-- ASSIGNMENT --
Find where "Where can the green foliage" occurs in the data below, and retype that line and every later line exactly.

[Point localization data]
------------------------------------------------

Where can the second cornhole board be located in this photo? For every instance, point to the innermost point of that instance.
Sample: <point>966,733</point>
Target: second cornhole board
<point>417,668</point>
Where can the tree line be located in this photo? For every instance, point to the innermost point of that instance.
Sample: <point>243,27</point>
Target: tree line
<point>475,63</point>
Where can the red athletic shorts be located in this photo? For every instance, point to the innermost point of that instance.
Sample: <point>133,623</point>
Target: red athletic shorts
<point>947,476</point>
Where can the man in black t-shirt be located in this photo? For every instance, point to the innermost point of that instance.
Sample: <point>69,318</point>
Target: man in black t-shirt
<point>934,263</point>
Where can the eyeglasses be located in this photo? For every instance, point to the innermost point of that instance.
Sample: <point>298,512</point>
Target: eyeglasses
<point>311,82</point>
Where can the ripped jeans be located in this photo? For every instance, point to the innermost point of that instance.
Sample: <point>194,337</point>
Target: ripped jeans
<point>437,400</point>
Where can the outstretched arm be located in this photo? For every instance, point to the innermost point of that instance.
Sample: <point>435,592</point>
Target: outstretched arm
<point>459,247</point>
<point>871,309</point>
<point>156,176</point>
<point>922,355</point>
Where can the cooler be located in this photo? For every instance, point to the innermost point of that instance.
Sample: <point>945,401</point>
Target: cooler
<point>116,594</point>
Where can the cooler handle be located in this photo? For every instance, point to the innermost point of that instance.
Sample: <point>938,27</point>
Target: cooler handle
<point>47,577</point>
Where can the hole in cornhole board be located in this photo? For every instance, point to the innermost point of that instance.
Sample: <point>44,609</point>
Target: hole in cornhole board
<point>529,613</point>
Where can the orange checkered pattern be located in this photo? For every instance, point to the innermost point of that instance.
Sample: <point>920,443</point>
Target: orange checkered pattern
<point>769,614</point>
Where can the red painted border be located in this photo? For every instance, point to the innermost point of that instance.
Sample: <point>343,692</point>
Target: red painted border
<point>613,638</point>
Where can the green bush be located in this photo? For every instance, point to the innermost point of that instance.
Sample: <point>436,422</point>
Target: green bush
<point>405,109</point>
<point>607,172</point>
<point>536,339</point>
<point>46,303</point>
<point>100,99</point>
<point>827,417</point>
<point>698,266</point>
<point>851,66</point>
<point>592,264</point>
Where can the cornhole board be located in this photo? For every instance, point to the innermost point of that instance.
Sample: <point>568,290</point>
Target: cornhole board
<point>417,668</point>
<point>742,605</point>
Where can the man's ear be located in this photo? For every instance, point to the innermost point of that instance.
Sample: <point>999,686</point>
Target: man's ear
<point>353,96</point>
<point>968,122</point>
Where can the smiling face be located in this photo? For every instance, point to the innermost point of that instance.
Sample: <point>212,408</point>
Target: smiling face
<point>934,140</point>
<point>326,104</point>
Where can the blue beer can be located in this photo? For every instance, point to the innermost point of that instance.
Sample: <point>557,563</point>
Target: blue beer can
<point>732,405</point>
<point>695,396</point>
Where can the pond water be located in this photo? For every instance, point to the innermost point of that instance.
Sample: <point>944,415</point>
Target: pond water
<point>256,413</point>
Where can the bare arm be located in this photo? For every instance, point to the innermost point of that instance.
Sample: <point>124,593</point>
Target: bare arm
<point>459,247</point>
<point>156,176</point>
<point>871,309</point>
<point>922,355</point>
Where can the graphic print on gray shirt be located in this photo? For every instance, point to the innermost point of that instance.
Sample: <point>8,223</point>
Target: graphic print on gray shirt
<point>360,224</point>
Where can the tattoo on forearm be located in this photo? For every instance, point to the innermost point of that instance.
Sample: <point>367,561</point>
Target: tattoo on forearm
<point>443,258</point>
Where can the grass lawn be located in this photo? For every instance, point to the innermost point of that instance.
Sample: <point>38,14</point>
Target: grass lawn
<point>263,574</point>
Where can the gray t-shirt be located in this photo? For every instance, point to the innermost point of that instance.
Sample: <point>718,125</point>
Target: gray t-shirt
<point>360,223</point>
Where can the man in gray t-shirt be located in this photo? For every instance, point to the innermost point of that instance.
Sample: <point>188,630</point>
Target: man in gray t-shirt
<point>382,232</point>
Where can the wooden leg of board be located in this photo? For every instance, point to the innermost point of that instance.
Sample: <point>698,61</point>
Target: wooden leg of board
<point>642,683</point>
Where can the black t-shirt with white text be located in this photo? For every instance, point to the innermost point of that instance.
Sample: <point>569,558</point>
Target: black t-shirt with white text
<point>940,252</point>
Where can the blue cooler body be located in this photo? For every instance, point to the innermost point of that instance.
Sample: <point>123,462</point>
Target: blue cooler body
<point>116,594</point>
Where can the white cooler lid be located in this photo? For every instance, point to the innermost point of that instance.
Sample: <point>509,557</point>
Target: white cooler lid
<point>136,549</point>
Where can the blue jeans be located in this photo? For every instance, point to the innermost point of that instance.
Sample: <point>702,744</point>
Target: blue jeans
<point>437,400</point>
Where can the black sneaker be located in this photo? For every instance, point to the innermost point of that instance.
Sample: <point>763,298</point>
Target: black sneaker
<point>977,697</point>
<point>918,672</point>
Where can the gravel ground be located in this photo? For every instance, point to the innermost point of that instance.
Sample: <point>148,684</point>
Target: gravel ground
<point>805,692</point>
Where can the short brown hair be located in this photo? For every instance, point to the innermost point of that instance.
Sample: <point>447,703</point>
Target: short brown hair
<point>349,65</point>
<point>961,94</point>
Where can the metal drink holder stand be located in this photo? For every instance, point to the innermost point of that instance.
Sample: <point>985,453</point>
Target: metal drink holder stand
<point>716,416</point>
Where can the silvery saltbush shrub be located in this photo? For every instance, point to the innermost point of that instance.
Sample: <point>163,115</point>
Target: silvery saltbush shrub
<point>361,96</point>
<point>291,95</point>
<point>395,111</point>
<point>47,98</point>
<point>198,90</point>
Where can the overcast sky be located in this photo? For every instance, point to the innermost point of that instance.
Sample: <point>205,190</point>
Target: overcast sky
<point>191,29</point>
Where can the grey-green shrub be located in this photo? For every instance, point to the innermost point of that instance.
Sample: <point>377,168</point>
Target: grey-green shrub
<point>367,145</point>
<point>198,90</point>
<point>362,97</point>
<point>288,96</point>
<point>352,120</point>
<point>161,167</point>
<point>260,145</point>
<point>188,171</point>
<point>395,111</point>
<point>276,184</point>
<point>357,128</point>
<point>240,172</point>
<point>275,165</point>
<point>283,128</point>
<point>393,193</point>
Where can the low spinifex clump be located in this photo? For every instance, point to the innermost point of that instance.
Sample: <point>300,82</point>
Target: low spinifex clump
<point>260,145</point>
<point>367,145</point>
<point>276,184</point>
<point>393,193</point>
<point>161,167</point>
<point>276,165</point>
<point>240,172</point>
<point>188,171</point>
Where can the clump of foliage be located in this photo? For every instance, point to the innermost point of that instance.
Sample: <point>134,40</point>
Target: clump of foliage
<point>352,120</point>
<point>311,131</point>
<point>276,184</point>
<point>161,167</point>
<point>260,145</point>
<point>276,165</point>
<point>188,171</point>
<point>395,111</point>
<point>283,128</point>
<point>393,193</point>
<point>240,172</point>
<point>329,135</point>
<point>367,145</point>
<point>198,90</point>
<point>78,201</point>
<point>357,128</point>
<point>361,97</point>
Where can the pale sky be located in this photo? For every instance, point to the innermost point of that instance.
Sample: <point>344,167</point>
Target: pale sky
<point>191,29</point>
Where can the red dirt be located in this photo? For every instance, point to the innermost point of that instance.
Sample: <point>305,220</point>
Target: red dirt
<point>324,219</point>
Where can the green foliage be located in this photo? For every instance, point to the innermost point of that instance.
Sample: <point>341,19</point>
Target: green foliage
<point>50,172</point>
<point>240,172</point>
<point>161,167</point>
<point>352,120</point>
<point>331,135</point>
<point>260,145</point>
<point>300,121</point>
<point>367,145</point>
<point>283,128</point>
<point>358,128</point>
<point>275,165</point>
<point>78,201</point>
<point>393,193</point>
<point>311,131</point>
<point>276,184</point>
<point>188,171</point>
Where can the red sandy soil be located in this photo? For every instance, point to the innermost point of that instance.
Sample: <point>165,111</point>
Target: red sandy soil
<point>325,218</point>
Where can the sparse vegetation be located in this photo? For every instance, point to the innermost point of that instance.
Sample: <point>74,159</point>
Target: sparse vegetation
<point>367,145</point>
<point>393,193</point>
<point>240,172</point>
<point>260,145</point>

------------------------------------------------

-- TASK RESPONSE --
Where can the green foliage be located in this photo? For every instance, point to the innermost point of that instance.
Sample: <point>341,19</point>
Target: green foliage
<point>50,172</point>
<point>240,172</point>
<point>161,167</point>
<point>352,120</point>
<point>331,135</point>
<point>260,145</point>
<point>300,121</point>
<point>367,145</point>
<point>283,128</point>
<point>358,128</point>
<point>275,165</point>
<point>78,201</point>
<point>393,193</point>
<point>311,131</point>
<point>276,184</point>
<point>188,171</point>
Where can the red sandy soil be located in this photo? For every instance, point to the innermost point of that instance.
Sample: <point>165,111</point>
Target: red sandy soil
<point>325,218</point>
Where can the sparse vegetation be located in this photo? For every instance, point to the innermost point of that instance.
Sample: <point>74,159</point>
Target: sparse vegetation
<point>367,145</point>
<point>393,193</point>
<point>240,172</point>
<point>260,145</point>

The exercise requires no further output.